* **YOUR GOAL**: Reproduce the whole listing below word for word, from its first line to its last, omitting the picture.

··· EXTRACTED ENTRIES

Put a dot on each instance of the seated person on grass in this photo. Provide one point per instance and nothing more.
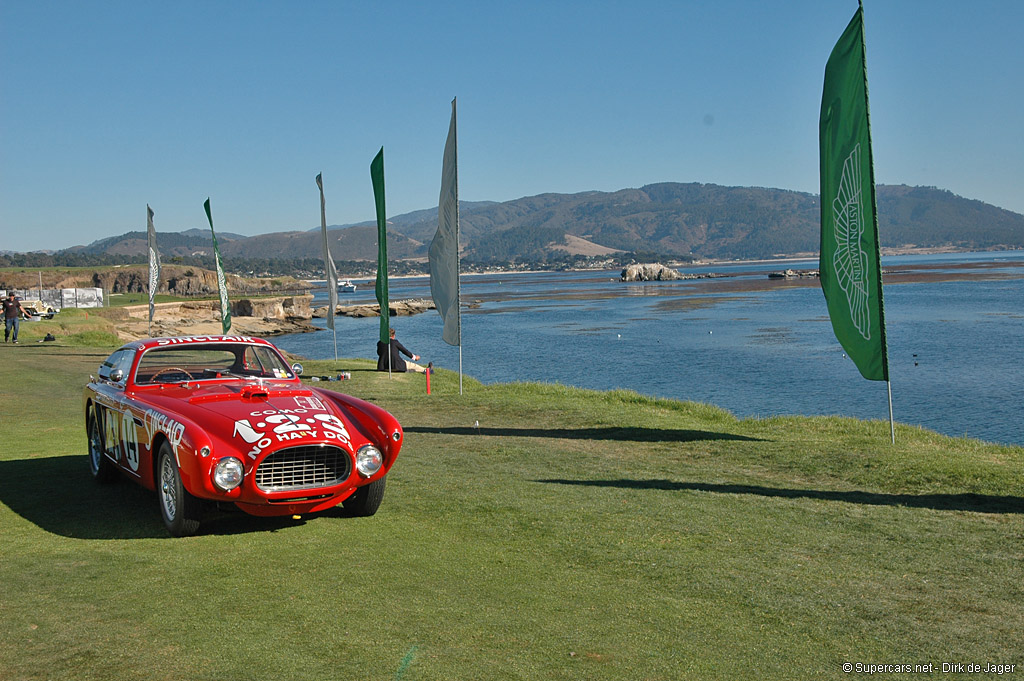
(397, 364)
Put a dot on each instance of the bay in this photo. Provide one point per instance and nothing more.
(756, 346)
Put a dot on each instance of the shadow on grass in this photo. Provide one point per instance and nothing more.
(964, 502)
(58, 495)
(609, 433)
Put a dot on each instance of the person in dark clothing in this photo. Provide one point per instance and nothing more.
(397, 364)
(12, 312)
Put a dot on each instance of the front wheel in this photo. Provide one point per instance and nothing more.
(367, 499)
(100, 466)
(181, 511)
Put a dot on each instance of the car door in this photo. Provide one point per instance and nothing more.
(119, 421)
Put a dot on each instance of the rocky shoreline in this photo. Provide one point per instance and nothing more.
(395, 308)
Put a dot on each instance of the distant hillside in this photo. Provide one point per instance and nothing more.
(672, 219)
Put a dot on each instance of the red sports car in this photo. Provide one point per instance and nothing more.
(224, 419)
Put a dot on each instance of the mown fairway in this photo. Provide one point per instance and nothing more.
(573, 535)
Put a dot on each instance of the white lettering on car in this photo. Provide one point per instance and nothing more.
(129, 439)
(157, 422)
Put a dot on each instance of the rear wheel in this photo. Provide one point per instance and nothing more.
(100, 466)
(180, 510)
(367, 499)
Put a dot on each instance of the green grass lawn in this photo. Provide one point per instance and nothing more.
(573, 535)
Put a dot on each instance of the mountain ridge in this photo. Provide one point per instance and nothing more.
(675, 220)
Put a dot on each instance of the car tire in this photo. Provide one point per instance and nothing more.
(181, 511)
(367, 500)
(100, 466)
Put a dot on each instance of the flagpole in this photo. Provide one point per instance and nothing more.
(458, 259)
(875, 221)
(892, 424)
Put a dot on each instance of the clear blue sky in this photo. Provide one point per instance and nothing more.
(107, 107)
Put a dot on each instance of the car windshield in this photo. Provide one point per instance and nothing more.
(175, 364)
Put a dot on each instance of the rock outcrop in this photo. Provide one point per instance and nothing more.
(395, 308)
(649, 272)
(180, 281)
(262, 316)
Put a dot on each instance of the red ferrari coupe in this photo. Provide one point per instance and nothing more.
(225, 419)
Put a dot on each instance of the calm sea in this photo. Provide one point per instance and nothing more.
(753, 345)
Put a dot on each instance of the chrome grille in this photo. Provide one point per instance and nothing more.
(303, 468)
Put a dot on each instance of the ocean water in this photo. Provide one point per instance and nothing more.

······

* **COMPLETE ANSWER**:
Put a dot on each instance of the seated person on grass in this photo. Provide one point per instance and nothing more.
(397, 364)
Put a dot on each instance of the bay in this photo. Provide one point per instance and nothing more.
(756, 346)
Put a dot on each instance of the shadow on grass in this photo. Provide one point per instance and nothing more.
(964, 502)
(58, 495)
(609, 433)
Put a dot on each instance of the person in dark clothing in this photo. Provide one point per instance and nothing more.
(397, 364)
(12, 312)
Put a dot on each instance of the front wheel in this photo. Provide one point per instance and nothing more.
(367, 499)
(100, 466)
(181, 511)
Put a dot on each instance of the car door in this photo. Provide one point per instance and nothing more.
(119, 421)
Put a dot on each instance of the rocky shoreline in this photo. Provide one point per instance and nothing more.
(395, 308)
Put a dot on each instance of the distant hillside in this photo. Provide one point per instance and nothing more.
(672, 219)
Put a dot on each instance of the red sports car in this photo. Provide one point per instance and nothing more.
(224, 419)
Put a dot on each instance of the mown fairway in this photo. Provide one point per instance and nothing more.
(573, 535)
Put a dot on each instance of the white lettering on car in this photo. Provide one point per instance and nothing more.
(129, 439)
(157, 422)
Put a dot on each instance of the rear wheel in this photo. Provide one point per instance and nothing more.
(100, 466)
(180, 510)
(367, 499)
Put a dot on each instance of the green grass lawn in this photo. Provide one point per instance and nothing more.
(573, 535)
Put a dot on each instance of the mountain ridge in this photo. Provide one point per instance and nothing more.
(675, 220)
Put a dot on each instance of the car tire in this photo. Provide one point per instance and nothing more.
(181, 511)
(367, 500)
(100, 466)
Put a dot on each instance of the flagpole in this photo. Provide one point per instance and nothing more.
(458, 259)
(875, 221)
(892, 424)
Put a dot on each instance of the clear blue sky in this photo. Provide one point per instance and nothing more.
(107, 107)
Put a dot on each instance of the car windshield in this photo. Provide one point per instance and nothing more.
(175, 364)
Put a dot on each instance of the rock outcrop in this photo. Provide one point per instance and nothing more.
(395, 308)
(649, 272)
(180, 281)
(262, 316)
Put a dot on each instance of the red ferrari coupe in this photo. Provide one point per instance and nothing more.
(225, 419)
Put a dot on each instance of the calm sea in this photo. Provide one point per instance and nothing more.
(753, 345)
Put a dot on each instance of the chrome grille in this photo. Provide one point per instance and nothing more.
(303, 468)
Put a dot on each instance of the ocean water in this photo. Provide one point per instance and nothing more.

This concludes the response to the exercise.